== TASK ==
Switch "vegetation" to "plants" in the data from the line with "Find the green wheat" up to and including the line with "[[[216,199],[354,199],[356,53],[177,56]]]", and write those lines out again with nothing else changed. Omit the pictures from your answer.

___ ENTRIES SHOWN ___

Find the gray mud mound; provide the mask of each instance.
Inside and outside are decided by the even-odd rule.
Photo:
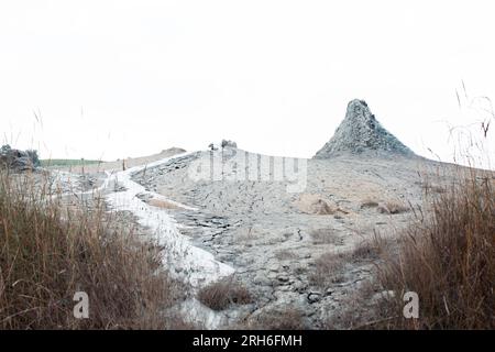
[[[315,158],[329,158],[349,153],[415,156],[411,150],[380,124],[367,103],[358,99],[349,102],[345,119],[332,139],[316,153]]]

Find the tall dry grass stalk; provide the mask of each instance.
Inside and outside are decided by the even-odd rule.
[[[0,329],[170,327],[177,284],[157,248],[101,200],[68,209],[33,179],[0,170]],[[89,319],[74,318],[76,292],[89,296]]]

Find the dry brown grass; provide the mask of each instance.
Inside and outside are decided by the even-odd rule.
[[[1,329],[163,329],[178,296],[160,251],[96,200],[67,211],[46,185],[0,170]],[[90,209],[90,210],[88,210]],[[76,292],[89,319],[75,319]]]
[[[234,280],[233,276],[229,276],[201,288],[198,299],[213,310],[223,310],[232,304],[250,304],[253,297],[243,285]]]
[[[385,328],[495,328],[495,189],[471,170],[431,199],[430,217],[413,224],[397,257],[381,267],[397,299]],[[419,319],[402,318],[405,292],[419,295]]]

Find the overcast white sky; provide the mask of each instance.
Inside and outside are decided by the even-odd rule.
[[[495,100],[494,14],[473,0],[1,0],[2,142],[113,160],[226,138],[310,157],[360,98],[450,161],[448,124],[483,119],[460,110],[462,80]]]

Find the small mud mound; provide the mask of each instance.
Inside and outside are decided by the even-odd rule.
[[[411,150],[380,124],[364,100],[355,99],[349,102],[345,119],[332,139],[316,153],[315,158],[370,151],[415,156]]]
[[[337,209],[330,206],[330,201],[318,196],[304,194],[296,201],[296,207],[306,213],[328,216],[336,213]]]

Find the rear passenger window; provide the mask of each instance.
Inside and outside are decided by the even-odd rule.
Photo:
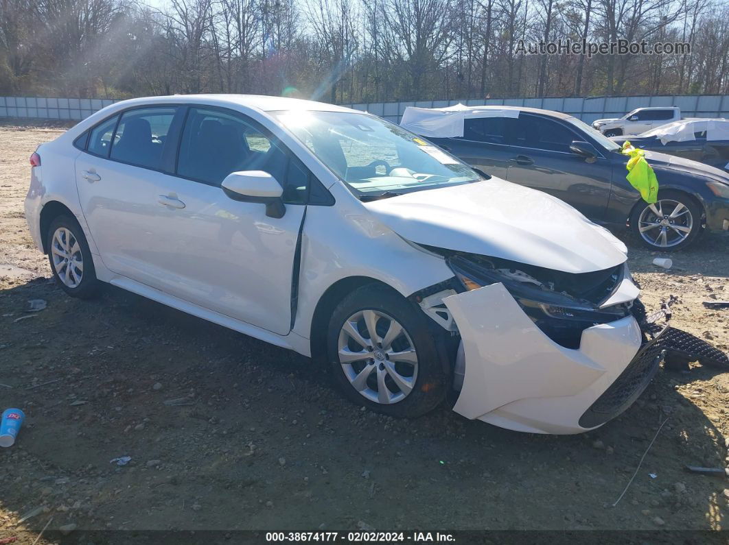
[[[163,152],[175,112],[174,108],[124,112],[114,135],[111,159],[137,167],[164,170]]]
[[[566,154],[572,141],[580,140],[566,127],[551,119],[521,114],[511,121],[515,146]]]
[[[88,147],[86,151],[90,154],[101,157],[109,156],[109,150],[112,147],[112,138],[114,136],[114,128],[117,126],[119,116],[111,117],[91,131],[89,138]]]
[[[465,119],[463,138],[490,144],[503,144],[506,137],[504,117],[482,117]]]
[[[303,202],[306,173],[289,166],[288,154],[251,120],[217,110],[191,108],[177,162],[177,174],[219,187],[230,172],[262,170],[284,188],[284,201]],[[289,179],[290,178],[290,179]]]

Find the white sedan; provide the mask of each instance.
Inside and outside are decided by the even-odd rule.
[[[366,113],[133,99],[31,163],[28,225],[69,295],[108,282],[321,359],[375,410],[453,389],[468,418],[578,433],[658,366],[620,242]]]

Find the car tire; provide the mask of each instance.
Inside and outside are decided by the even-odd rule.
[[[634,208],[631,230],[651,250],[676,252],[698,239],[703,231],[702,216],[701,205],[690,195],[659,191],[655,204],[641,201]]]
[[[79,299],[98,294],[101,282],[96,278],[86,236],[75,218],[55,218],[46,233],[46,247],[53,277],[63,291]]]
[[[426,319],[386,286],[367,285],[344,298],[332,314],[327,335],[330,367],[344,395],[398,418],[435,408],[445,397],[446,378],[439,339]],[[374,340],[368,324],[374,324]]]

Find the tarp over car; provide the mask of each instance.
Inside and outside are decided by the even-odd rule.
[[[464,121],[477,117],[518,117],[518,108],[500,106],[464,106],[405,108],[400,127],[421,136],[454,138],[463,136]]]
[[[707,140],[729,140],[729,121],[724,119],[675,121],[639,136],[655,136],[662,144],[666,145],[668,142],[688,142],[695,140],[697,132],[706,132]]]

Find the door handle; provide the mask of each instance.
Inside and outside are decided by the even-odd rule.
[[[515,157],[512,157],[510,159],[512,163],[516,163],[517,164],[534,164],[534,161],[531,157],[527,157],[526,155],[518,155]]]
[[[101,177],[96,174],[96,172],[92,172],[90,170],[82,170],[81,176],[91,183],[98,182],[101,179]]]
[[[168,196],[167,195],[160,195],[160,198],[157,199],[157,202],[170,208],[184,208],[184,203],[182,201],[176,197]]]

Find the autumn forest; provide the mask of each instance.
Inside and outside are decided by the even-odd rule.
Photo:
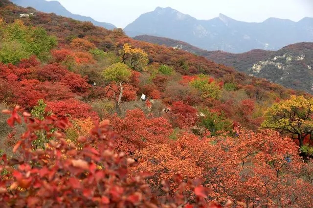
[[[121,29],[1,0],[0,109],[1,208],[313,204],[312,95]]]

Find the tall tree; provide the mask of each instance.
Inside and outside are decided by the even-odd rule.
[[[128,81],[132,76],[132,71],[126,64],[122,63],[113,64],[102,73],[104,79],[110,84],[107,86],[106,95],[112,93],[112,96],[110,96],[115,102],[115,109],[118,113],[120,113],[120,105],[123,96],[123,82]],[[113,88],[112,85],[118,83],[117,88]],[[115,88],[114,89],[114,88]],[[117,90],[116,90],[117,88]],[[117,97],[116,94],[118,94]]]
[[[142,70],[149,62],[147,53],[141,48],[132,48],[128,43],[124,45],[120,54],[122,63],[129,64],[134,70]]]
[[[304,138],[313,132],[313,98],[291,95],[268,110],[261,127],[296,134],[301,148]]]

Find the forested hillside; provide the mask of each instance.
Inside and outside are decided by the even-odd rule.
[[[310,95],[0,6],[0,207],[313,204]]]
[[[205,51],[165,38],[144,35],[134,38],[188,51],[216,63],[233,67],[237,71],[250,76],[264,78],[287,88],[313,93],[313,42],[295,43],[277,51],[252,50],[242,54],[232,54]]]

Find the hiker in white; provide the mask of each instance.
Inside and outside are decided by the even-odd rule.
[[[143,93],[142,94],[142,95],[141,95],[141,97],[140,97],[140,99],[144,101],[146,100],[146,95]]]
[[[29,15],[28,15],[27,14],[21,14],[20,15],[20,18],[24,18],[24,17],[29,18]]]

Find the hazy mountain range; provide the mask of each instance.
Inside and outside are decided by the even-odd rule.
[[[100,22],[89,17],[75,15],[67,11],[61,3],[56,0],[47,1],[45,0],[11,0],[15,4],[23,7],[28,6],[47,13],[55,13],[63,17],[72,18],[80,21],[90,21],[94,25],[108,29],[116,28],[114,25],[106,22]]]
[[[256,49],[277,50],[292,43],[313,41],[313,18],[297,22],[269,18],[261,23],[249,23],[221,14],[212,19],[198,20],[170,7],[157,7],[141,15],[124,30],[131,37],[149,35],[209,51],[243,53]]]
[[[287,88],[313,94],[313,42],[291,44],[276,51],[255,49],[233,54],[208,51],[165,38],[143,35],[134,38],[187,51],[216,63],[233,67],[237,71],[251,76],[265,78]]]

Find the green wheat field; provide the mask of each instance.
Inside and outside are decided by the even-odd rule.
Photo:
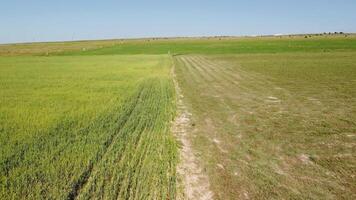
[[[172,74],[175,74],[173,76]],[[356,198],[356,36],[0,45],[0,199]]]

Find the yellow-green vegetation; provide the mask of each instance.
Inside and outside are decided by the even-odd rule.
[[[170,65],[0,57],[0,199],[173,199]]]
[[[353,34],[0,45],[0,199],[181,196],[173,64],[215,199],[356,199],[355,63]]]
[[[216,199],[354,199],[356,53],[177,56]]]

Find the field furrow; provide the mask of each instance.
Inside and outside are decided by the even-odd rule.
[[[323,57],[325,66],[339,65],[345,71],[354,59],[314,56]],[[315,68],[324,74],[343,73],[341,68],[323,68],[320,58],[314,63],[301,55],[261,57],[175,57],[178,83],[195,124],[187,139],[206,168],[214,198],[351,197],[354,180],[346,174],[354,173],[351,152],[356,143],[349,139],[355,126],[348,119],[355,118],[349,109],[355,104],[345,105],[355,97],[339,98],[354,95],[352,78],[346,79],[351,74],[330,83],[327,75],[315,71],[303,75]],[[197,78],[200,84],[194,84]]]

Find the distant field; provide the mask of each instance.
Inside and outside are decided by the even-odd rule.
[[[355,63],[352,34],[0,45],[0,199],[356,199]]]
[[[356,35],[104,40],[0,45],[0,55],[242,54],[356,51]]]
[[[0,57],[0,199],[174,198],[170,64]]]
[[[355,198],[355,63],[356,53],[177,56],[215,198]]]

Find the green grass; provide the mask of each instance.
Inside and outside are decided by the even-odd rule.
[[[170,65],[0,58],[0,199],[174,198]]]
[[[215,197],[355,198],[355,63],[335,52],[176,57]]]
[[[0,199],[175,199],[168,53],[216,199],[355,199],[355,52],[355,35],[0,45]]]
[[[229,38],[229,39],[171,39],[123,41],[110,47],[89,51],[63,52],[61,55],[112,54],[241,54],[278,52],[355,51],[356,37],[315,36]]]

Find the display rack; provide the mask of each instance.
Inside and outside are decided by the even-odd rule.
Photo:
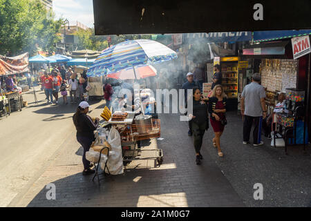
[[[222,85],[228,98],[238,97],[238,63],[221,62]]]

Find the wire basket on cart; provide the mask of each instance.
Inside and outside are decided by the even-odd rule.
[[[162,149],[142,149],[136,146],[137,142],[160,137],[161,134],[160,119],[152,119],[151,124],[126,125],[120,128],[119,133],[124,166],[133,160],[156,160],[159,166],[162,163]]]
[[[127,125],[120,131],[121,141],[129,142],[160,137],[161,135],[160,119],[152,119],[151,122],[152,124]]]

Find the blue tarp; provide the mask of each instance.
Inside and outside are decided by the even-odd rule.
[[[50,56],[49,59],[55,60],[57,62],[66,62],[71,60],[71,57],[62,55],[55,55],[53,56]]]
[[[83,66],[89,66],[93,64],[95,59],[86,59],[86,58],[77,58],[71,59],[67,62],[67,65],[81,65]]]
[[[308,35],[311,35],[311,30],[256,31],[254,32],[254,41],[276,41]]]
[[[29,59],[29,63],[56,63],[54,59],[44,57],[41,55],[32,57]]]

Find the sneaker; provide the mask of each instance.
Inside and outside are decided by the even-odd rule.
[[[200,160],[200,155],[196,155],[196,163],[197,165],[200,165],[201,164],[201,161]]]
[[[199,153],[200,160],[203,160],[203,156]]]
[[[261,143],[260,144],[253,144],[253,146],[261,146],[261,145],[263,145],[263,142],[261,142]]]
[[[90,174],[93,174],[95,173],[94,170],[92,170],[91,169],[88,169],[87,171],[83,171],[82,174],[83,175],[90,175]]]

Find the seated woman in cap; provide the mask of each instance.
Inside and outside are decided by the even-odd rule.
[[[95,173],[91,169],[90,162],[85,157],[86,152],[88,151],[91,145],[95,140],[94,131],[98,126],[100,119],[96,117],[93,122],[92,118],[87,115],[88,112],[88,105],[86,102],[82,102],[77,107],[77,112],[73,115],[73,123],[77,129],[77,140],[83,147],[82,162],[84,170],[83,175],[88,175]]]

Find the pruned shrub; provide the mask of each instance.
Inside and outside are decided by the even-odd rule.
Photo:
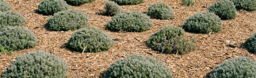
[[[97,52],[108,50],[115,42],[111,36],[94,27],[78,30],[69,40],[67,46],[82,52]]]
[[[256,62],[250,58],[239,57],[228,60],[216,66],[208,78],[256,78]]]
[[[19,50],[37,45],[35,35],[23,27],[3,27],[0,31],[0,47],[8,50]]]
[[[215,2],[207,10],[210,12],[214,13],[223,20],[233,19],[237,16],[236,7],[233,2],[229,0]]]
[[[149,6],[147,14],[153,18],[169,20],[174,18],[173,10],[163,2],[156,3]]]
[[[114,16],[106,28],[114,32],[141,32],[149,30],[152,25],[147,15],[139,12],[127,12]]]
[[[145,0],[110,0],[120,5],[137,5],[144,2]]]
[[[256,10],[256,0],[230,0],[237,9],[244,9],[248,11]]]
[[[196,13],[187,19],[183,25],[185,30],[195,33],[218,32],[222,29],[221,18],[213,13]]]
[[[111,64],[103,78],[173,78],[168,67],[157,59],[131,55]]]
[[[106,1],[104,8],[106,11],[105,13],[111,16],[116,15],[122,12],[121,7],[114,2]]]
[[[67,75],[68,67],[65,61],[56,55],[36,51],[17,56],[2,77],[64,78]]]
[[[54,31],[73,30],[83,28],[88,24],[87,14],[71,10],[58,12],[50,17],[46,24],[48,29]]]
[[[38,5],[38,11],[45,15],[52,15],[70,9],[69,5],[63,0],[43,0]]]
[[[147,44],[161,53],[183,54],[192,51],[196,46],[195,38],[186,38],[184,33],[181,28],[168,26],[150,35]]]
[[[65,0],[68,4],[73,6],[80,6],[85,3],[94,1],[95,0]]]
[[[24,25],[26,20],[16,11],[8,11],[0,12],[0,26]]]

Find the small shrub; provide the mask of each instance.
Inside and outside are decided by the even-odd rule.
[[[59,57],[36,51],[17,56],[2,77],[64,78],[67,75],[68,69],[65,61]]]
[[[39,12],[45,15],[69,10],[69,5],[63,0],[43,0],[38,5]]]
[[[213,12],[223,20],[229,20],[235,18],[237,12],[234,3],[229,0],[224,0],[217,2],[207,9],[208,11]]]
[[[221,18],[213,13],[196,13],[187,19],[183,26],[185,30],[195,33],[208,34],[221,30]]]
[[[97,52],[107,50],[115,44],[110,35],[93,27],[78,30],[69,40],[70,49],[82,52]]]
[[[195,39],[185,37],[185,32],[179,27],[169,26],[149,37],[148,46],[164,53],[183,54],[193,50],[196,46]]]
[[[209,78],[256,78],[256,62],[251,58],[239,57],[225,61],[216,66]]]
[[[112,1],[106,1],[105,2],[105,14],[113,16],[121,13],[122,11],[121,7]]]
[[[137,5],[144,2],[145,0],[110,0],[120,5]]]
[[[26,21],[21,15],[15,11],[0,12],[0,26],[23,26]]]
[[[153,25],[147,15],[139,12],[128,12],[113,16],[106,29],[114,32],[140,32],[149,30]]]
[[[190,6],[193,6],[195,4],[194,0],[182,0],[183,5]]]
[[[37,45],[35,35],[22,27],[4,27],[0,31],[0,47],[8,50],[20,50]]]
[[[89,17],[85,13],[67,10],[55,13],[49,18],[46,25],[52,30],[73,30],[86,26],[89,21]]]
[[[237,9],[244,9],[248,11],[256,10],[256,0],[230,0]]]
[[[173,73],[154,58],[131,55],[116,61],[104,73],[103,78],[173,78]]]
[[[174,18],[174,12],[165,3],[160,2],[148,7],[147,14],[152,18],[169,20]]]
[[[73,6],[80,6],[85,3],[94,1],[95,0],[65,0],[67,3]]]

___

== OUTPUT OF THE TASK ==
Find the green wheat field; provide the mask of each instance.
Inside and outside are decided by the even-odd rule.
Photo:
[[[172,74],[175,74],[173,76]],[[356,198],[356,36],[0,45],[0,199]]]

Find the yellow-green plants; provide the mask of each instance.
Inside and outside are decided by the even-odd rule.
[[[170,65],[0,57],[0,199],[173,199]]]
[[[353,34],[0,45],[0,199],[181,196],[173,64],[215,199],[356,199],[355,63]]]
[[[216,199],[354,199],[356,53],[177,56]]]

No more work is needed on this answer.